- **Instruction 1**:
In the Aleppo earthquake report, what magnitude on the Richter scale did the earthquake have?

- **Supplied passage**:
ASIA/SYRIA - Aleppo, Bishop Audo: after 12 years of war, the earthquake falls on us like a new bomb

Monday, 6 February 2023 middle east   oriental churches   natural catastrophe   earthquake   refugees  

Aleppo (Agenzia Fides) - "Now it is even more important to be close to the people, who are terrorized by this earthquake". For Jesuit Antoine Audo, Chaldean Bishop of Aleppo, "among the many we have had, this is a disaster that, so to speak, we are not used to. After 12 years of war, this is a new tremendous bomb, lethal and unknown, which falls on us."
The earthquake that shook southern Turkey and north-central Syria at 4:17 a.m. local time on Monday, February 6, is the most violent in eight centuries. This was reported by Marlène Brax, director of the Lebanese Geophysics Center, interviewed by the Lebanese daily L'Orient-Le Jour. The earthquake had a magnitude 7.8 on the Richter scale, with epicenter located in southern Turkey.

The Chaldean Bishop of Aleppo describes to Fides "a city of two and a half million inhabitants without electricity, water and heating. It is very cold, winter is harsh. I see people in the streets or in cars. They are afraid, they do not know what will happen, because it may not be over, and there are rumors that new strong and devastating tremors may follow". In fact, A new 7.6 magnitude earthquake tremor was recorded in the southern Turkish province of Kahramanmaras at 1:24 p.m. local time, and was also felt in Damascus.

(Records drawn from a collection)

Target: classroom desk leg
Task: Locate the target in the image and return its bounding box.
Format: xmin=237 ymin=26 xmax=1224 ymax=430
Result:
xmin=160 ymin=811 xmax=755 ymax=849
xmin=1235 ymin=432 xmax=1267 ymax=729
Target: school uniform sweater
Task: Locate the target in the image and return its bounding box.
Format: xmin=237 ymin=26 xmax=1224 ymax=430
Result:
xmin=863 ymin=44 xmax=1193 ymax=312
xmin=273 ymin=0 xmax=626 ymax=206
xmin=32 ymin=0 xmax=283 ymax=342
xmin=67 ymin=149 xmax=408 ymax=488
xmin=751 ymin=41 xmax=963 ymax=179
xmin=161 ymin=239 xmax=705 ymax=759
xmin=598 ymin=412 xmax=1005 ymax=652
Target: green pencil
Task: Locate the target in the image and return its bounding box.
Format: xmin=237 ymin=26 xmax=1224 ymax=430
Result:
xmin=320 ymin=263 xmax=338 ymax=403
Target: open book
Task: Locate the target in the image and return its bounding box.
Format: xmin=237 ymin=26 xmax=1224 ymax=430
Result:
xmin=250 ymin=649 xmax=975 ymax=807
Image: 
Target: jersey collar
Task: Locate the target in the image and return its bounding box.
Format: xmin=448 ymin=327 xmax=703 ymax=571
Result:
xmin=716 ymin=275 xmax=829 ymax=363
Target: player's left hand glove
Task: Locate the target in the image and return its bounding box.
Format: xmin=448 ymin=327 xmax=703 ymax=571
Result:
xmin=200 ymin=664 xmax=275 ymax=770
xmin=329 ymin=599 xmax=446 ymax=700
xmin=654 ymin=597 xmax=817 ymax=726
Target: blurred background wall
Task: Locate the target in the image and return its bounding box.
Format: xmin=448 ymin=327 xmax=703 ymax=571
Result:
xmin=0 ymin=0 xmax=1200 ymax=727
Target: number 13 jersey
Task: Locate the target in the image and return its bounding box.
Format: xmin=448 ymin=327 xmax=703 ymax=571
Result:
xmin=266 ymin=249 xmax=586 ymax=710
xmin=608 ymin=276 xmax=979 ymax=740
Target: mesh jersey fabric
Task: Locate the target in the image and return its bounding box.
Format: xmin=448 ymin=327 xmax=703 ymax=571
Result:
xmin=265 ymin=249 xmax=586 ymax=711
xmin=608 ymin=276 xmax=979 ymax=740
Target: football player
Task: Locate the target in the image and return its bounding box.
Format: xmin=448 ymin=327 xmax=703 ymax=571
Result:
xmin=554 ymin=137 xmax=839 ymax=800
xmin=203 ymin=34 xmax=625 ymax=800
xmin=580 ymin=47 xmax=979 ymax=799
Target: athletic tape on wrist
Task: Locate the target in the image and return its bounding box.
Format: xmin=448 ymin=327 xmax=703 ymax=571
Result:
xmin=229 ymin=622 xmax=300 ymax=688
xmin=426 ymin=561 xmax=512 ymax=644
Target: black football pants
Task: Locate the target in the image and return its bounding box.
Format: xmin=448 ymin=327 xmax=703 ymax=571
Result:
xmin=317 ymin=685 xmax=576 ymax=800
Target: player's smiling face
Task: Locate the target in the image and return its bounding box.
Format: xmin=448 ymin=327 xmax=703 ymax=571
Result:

- **Instruction 2**:
Return, unchanged, the stretch of the records from their start through the line containing "xmin=250 ymin=649 xmax=975 ymax=807", with both ends included.

- **Final answer 1**:
7.8 on the Richter scale.

- **Final answer 2**:
Target: classroom desk leg
Task: Locate the target in the image and return its bounding box.
Format: xmin=237 ymin=26 xmax=1224 ymax=430
Result:
xmin=160 ymin=811 xmax=755 ymax=849
xmin=1235 ymin=432 xmax=1267 ymax=729
Target: school uniform sweater
Task: Locate the target in the image and return its bounding box.
Format: xmin=237 ymin=26 xmax=1224 ymax=430
Result:
xmin=863 ymin=44 xmax=1193 ymax=312
xmin=273 ymin=0 xmax=626 ymax=206
xmin=32 ymin=0 xmax=283 ymax=342
xmin=67 ymin=149 xmax=408 ymax=488
xmin=751 ymin=41 xmax=963 ymax=179
xmin=161 ymin=239 xmax=705 ymax=759
xmin=598 ymin=412 xmax=1005 ymax=652
Target: green pencil
Task: Locate the target in the image and return its bounding box.
Format: xmin=237 ymin=26 xmax=1224 ymax=430
Result:
xmin=320 ymin=263 xmax=338 ymax=403
Target: open book
Task: Locate the target in the image and return its bounding box.
Format: xmin=237 ymin=26 xmax=1224 ymax=430
Result:
xmin=250 ymin=649 xmax=975 ymax=807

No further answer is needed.